(Page excerpt)

Menopause is about shedding the binary.
I am living and I am dying.
Detour: I’m in hospice. Keith brings my beloved Barnessa-McBarncat to my room and I hold her and breathe in her cat-smell. Her fur tickles my nose like the oxygen tubes did before I pulled them out. It’s a beautiful day out—typical northern Arizona sky, no clouds, just flat pale blue. Keith’s eyes are blue like the sky and he can’t watch while I say good-bye to my cat. She’s so warm and purr-y, and as long as I am holding her I am here.
U-Turn: How am I going to leave my mother?
Detour: There is nothing in the world so beautiful as my body. She has loved me well.
U-Turn: I am still here.
Detour: Should I go on long-term or short-term disability?
U-Turn: There is no clear indication yet that anything has metastasized.
Detour: Hello, my dearest friend. Shall I call you by name? Ms. Attachment. Madam Holding On. Sir Clingy McClingy. Who did you bring with you today? I see another close companion—Queen Fear, all decked out in glittering purple.
I needed cancer to birth my book. The thing that mutated my cells to create my story has done its work. I don’t need the cancer anymore. Because my life-long pattern has been to hold on, have I kept a shadow of it dusting the edges of my organs? Have I held it close because it once was here?
I do this with everything.
I have worked so hard not to do this with everything.
Is there a part of me that believes I need to hold on to the cancer to keep the power I found by writing that book? Is there a part of me that believes I should not live to see it on the shelves and in the hands of friends? Is there a part of me that believes I cannot step fully into the power that I am creating?
Self-sabotage is also tricksy.
Right now, my Barnessa-McBarncat is at the edge of the bed where I am writing this. She is curled into a perfect circle. A perfect cell.
Detour: What am I still feeding cancer?
I close my eyes, place my hands on my belly. I love her roundness. I love her heat.
Hello, ghost-dad. It is always you, isn’t it? I want you to see me claim every inch of space in my life. I want you to read my book. I want you to be flesh.
I am of your flesh. Your polio-eaten flesh. Your heart-attacked flesh. Your internalized shame.
I am feeding cancer you and I can’t let you go.

(End Page excerpt)
(Information shown)

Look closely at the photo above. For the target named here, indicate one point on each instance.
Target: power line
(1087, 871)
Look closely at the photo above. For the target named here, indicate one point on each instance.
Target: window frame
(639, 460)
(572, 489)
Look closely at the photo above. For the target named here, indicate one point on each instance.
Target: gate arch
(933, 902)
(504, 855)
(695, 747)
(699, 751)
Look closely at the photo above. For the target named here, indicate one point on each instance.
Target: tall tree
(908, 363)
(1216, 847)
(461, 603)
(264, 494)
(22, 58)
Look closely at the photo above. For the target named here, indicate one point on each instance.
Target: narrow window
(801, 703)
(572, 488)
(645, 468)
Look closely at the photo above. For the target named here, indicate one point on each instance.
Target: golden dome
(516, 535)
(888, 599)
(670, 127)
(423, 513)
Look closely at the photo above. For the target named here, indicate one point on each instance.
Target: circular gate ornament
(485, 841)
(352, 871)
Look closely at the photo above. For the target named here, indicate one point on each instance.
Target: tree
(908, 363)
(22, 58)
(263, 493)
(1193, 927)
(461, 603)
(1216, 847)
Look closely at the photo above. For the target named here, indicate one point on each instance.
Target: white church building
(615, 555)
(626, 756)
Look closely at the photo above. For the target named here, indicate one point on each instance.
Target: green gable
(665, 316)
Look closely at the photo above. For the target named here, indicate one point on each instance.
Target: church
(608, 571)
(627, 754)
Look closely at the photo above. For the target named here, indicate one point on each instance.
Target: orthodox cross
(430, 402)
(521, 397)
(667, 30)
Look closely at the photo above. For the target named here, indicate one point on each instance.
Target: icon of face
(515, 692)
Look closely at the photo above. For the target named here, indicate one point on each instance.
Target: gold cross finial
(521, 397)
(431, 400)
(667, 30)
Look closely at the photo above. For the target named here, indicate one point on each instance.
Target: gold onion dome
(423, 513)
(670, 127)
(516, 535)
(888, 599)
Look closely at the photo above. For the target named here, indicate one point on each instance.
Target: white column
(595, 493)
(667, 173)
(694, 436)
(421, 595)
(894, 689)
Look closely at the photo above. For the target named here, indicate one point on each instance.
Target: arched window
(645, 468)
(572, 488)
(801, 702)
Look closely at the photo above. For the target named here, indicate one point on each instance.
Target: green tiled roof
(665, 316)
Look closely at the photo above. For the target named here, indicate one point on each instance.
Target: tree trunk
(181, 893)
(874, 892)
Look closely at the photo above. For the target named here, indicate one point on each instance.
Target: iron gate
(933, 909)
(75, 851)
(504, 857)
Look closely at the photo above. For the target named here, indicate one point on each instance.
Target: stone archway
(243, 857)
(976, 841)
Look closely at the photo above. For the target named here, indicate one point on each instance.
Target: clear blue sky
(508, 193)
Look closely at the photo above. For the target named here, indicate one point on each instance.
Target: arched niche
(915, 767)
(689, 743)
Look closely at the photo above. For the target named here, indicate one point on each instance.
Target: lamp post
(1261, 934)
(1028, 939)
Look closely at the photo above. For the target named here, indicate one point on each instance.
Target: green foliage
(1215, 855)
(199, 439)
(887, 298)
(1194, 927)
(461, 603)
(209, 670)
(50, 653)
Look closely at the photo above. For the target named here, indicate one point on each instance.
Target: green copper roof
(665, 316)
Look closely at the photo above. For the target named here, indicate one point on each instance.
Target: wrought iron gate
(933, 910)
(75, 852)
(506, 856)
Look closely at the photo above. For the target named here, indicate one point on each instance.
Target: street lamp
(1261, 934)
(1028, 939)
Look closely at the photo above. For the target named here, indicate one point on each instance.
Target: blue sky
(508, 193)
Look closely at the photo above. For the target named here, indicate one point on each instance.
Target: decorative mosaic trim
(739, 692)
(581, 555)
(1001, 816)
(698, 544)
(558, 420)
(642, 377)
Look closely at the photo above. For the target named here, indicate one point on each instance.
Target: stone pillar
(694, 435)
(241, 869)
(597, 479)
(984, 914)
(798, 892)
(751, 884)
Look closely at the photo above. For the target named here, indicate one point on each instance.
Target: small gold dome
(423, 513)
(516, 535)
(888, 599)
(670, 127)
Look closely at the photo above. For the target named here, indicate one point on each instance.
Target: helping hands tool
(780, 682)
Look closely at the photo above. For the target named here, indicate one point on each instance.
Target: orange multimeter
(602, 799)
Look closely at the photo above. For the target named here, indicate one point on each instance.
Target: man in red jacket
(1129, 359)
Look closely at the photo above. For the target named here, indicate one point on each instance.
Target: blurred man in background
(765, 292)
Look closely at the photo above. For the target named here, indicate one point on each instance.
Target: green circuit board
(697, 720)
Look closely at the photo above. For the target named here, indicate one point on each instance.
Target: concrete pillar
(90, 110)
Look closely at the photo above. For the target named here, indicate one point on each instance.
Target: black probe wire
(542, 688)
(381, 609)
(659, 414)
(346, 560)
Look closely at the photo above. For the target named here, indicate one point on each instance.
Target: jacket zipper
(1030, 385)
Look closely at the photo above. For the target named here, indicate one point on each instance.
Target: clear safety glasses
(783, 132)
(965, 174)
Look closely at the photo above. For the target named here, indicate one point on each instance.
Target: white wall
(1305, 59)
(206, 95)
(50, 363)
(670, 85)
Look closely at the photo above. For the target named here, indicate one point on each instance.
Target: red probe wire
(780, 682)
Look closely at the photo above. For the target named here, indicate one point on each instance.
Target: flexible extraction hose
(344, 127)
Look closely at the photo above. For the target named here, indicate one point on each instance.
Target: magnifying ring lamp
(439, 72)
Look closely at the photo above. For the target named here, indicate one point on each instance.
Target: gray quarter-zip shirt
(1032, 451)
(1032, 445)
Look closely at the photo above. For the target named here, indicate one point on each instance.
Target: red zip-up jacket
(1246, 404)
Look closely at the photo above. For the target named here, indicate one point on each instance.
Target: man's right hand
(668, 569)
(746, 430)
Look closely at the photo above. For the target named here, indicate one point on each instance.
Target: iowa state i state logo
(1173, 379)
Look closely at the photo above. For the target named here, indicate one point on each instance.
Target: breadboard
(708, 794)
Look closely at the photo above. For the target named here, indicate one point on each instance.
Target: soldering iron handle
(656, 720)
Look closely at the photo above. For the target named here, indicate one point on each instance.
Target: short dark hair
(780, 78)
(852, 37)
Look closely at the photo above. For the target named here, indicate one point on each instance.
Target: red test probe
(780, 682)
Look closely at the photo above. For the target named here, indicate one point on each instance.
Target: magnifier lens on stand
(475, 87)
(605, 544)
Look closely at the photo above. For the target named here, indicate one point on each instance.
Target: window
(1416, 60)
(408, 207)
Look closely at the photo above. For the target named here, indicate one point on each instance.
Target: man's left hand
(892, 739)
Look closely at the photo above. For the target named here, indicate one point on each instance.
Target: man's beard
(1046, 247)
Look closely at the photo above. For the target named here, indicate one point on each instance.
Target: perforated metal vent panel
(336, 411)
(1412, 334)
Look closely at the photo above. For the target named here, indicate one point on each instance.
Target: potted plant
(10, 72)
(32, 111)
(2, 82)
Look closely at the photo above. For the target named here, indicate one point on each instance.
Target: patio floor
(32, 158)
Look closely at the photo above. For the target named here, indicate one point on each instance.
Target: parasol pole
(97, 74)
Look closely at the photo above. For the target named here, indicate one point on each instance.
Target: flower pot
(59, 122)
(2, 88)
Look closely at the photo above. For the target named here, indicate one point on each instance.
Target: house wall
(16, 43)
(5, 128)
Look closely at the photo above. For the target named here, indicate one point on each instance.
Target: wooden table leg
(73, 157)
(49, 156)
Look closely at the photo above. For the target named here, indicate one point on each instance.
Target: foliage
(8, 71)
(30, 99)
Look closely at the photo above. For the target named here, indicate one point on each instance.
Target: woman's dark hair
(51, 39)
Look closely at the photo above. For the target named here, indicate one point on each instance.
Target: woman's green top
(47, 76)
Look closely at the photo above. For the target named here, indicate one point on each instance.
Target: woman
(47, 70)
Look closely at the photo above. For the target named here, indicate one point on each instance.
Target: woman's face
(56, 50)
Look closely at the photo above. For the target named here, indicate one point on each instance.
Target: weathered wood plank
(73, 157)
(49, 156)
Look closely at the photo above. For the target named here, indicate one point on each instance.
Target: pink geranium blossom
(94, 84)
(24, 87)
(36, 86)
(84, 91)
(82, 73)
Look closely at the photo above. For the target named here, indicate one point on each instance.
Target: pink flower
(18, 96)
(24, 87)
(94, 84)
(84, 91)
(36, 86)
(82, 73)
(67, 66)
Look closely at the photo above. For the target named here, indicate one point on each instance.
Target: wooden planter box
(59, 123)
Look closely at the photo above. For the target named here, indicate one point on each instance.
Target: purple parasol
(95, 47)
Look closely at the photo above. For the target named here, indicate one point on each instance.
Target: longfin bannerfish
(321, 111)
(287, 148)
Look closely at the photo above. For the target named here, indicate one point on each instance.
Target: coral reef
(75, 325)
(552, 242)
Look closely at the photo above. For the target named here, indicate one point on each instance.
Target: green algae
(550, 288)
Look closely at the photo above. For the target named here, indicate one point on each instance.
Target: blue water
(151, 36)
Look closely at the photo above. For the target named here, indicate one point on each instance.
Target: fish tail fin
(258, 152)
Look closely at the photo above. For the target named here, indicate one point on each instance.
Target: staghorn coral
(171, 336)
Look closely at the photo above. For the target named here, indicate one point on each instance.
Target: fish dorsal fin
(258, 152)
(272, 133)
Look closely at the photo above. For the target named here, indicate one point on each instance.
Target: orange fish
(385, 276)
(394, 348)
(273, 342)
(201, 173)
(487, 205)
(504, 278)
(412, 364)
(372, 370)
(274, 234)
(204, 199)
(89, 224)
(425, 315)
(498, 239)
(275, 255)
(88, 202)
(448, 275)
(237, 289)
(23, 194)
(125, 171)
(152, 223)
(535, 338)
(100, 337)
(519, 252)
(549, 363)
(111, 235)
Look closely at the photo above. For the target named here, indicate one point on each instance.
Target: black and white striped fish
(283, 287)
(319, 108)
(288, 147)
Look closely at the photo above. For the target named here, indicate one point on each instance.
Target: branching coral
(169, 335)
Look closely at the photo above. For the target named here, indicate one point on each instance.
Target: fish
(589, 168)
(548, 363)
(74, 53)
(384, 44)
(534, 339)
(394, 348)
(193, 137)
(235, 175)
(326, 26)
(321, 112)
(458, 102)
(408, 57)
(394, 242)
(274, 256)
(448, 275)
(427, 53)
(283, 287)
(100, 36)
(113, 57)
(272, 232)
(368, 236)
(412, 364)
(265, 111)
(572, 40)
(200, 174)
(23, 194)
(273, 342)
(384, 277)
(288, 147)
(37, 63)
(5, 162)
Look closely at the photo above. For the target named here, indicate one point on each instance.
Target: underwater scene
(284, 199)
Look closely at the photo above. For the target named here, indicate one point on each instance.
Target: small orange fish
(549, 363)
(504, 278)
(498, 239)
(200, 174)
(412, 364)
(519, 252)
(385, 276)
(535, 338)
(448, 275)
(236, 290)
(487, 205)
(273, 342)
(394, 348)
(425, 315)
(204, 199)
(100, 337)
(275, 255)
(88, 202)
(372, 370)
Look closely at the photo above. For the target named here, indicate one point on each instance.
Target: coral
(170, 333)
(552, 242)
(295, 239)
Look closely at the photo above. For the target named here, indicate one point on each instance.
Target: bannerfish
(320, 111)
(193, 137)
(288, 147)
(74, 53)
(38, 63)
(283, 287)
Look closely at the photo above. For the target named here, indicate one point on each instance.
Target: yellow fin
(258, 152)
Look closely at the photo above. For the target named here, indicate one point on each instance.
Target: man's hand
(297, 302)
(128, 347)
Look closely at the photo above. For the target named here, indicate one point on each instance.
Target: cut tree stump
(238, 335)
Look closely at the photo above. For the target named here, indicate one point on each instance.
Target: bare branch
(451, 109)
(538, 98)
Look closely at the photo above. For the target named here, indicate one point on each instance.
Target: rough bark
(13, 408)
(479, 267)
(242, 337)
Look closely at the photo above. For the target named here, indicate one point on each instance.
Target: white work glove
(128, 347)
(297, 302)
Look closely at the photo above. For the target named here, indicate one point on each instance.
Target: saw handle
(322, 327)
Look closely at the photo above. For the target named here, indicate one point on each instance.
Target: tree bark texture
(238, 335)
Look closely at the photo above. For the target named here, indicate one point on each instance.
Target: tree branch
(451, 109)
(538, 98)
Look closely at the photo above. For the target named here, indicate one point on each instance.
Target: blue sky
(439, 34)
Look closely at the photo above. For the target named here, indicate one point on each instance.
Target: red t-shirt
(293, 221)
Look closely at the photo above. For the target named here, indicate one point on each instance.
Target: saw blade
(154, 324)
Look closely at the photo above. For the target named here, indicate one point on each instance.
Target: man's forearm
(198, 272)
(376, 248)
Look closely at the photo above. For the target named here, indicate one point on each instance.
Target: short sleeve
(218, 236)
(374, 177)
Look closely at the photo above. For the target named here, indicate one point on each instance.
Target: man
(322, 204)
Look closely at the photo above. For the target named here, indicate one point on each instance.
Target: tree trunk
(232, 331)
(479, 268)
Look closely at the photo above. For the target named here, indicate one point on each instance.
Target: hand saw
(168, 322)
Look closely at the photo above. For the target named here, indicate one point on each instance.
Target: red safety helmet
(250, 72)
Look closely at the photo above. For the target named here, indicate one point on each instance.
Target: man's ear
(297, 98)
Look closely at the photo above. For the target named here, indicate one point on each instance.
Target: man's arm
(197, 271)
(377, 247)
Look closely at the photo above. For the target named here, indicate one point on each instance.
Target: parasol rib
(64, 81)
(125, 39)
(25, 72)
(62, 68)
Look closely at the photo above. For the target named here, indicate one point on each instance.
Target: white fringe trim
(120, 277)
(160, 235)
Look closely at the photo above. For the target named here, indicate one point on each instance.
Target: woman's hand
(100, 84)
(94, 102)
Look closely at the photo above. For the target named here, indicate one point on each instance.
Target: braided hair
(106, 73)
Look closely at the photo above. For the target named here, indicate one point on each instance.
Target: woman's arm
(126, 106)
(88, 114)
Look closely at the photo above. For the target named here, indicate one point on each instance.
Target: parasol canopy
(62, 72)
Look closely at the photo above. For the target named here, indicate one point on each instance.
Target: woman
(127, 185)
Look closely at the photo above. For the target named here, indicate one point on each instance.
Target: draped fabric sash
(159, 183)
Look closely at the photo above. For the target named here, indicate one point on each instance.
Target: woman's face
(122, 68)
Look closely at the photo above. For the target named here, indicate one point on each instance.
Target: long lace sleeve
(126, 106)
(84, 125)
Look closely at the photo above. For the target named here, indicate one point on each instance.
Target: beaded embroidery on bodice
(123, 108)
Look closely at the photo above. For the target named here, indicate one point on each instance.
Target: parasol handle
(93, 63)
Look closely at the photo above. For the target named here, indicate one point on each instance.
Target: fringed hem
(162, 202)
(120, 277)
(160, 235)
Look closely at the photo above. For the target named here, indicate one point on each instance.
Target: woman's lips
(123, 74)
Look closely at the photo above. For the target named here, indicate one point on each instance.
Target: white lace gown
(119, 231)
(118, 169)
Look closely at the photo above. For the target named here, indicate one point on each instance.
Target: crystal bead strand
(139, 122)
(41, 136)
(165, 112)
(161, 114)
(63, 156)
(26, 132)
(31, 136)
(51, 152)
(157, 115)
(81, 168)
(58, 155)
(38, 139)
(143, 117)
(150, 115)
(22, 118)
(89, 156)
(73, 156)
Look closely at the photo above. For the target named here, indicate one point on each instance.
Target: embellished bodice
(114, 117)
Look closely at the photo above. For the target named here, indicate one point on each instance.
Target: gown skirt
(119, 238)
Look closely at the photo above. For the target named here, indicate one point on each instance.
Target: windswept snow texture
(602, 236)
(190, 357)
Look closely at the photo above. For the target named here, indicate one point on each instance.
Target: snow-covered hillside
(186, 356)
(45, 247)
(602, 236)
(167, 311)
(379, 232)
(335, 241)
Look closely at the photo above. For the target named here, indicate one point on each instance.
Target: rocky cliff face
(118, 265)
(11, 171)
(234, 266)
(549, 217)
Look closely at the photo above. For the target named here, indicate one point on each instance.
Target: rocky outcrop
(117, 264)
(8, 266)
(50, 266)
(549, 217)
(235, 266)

(End Information shown)

What is needed.
Can you copy everything in the essay about living with cancer from "Detour: I’m in" down to "loved me well.", word for word?

Written solution.
Detour: I’m in hospice. Keith brings my beloved Barnessa-McBarncat to my room and I hold her and breathe in her cat-smell. Her fur tickles my nose like the oxygen tubes did before I pulled them out. It’s a beautiful day out—typical northern Arizona sky, no clouds, just flat pale blue. Keith’s eyes are blue like the sky and he can’t watch while I say good-bye to my cat. She’s so warm and purr-y, and as long as I am holding her I am here.
U-Turn: How am I going to leave my mother?
Detour: There is nothing in the world so beautiful as my body. She has loved me well.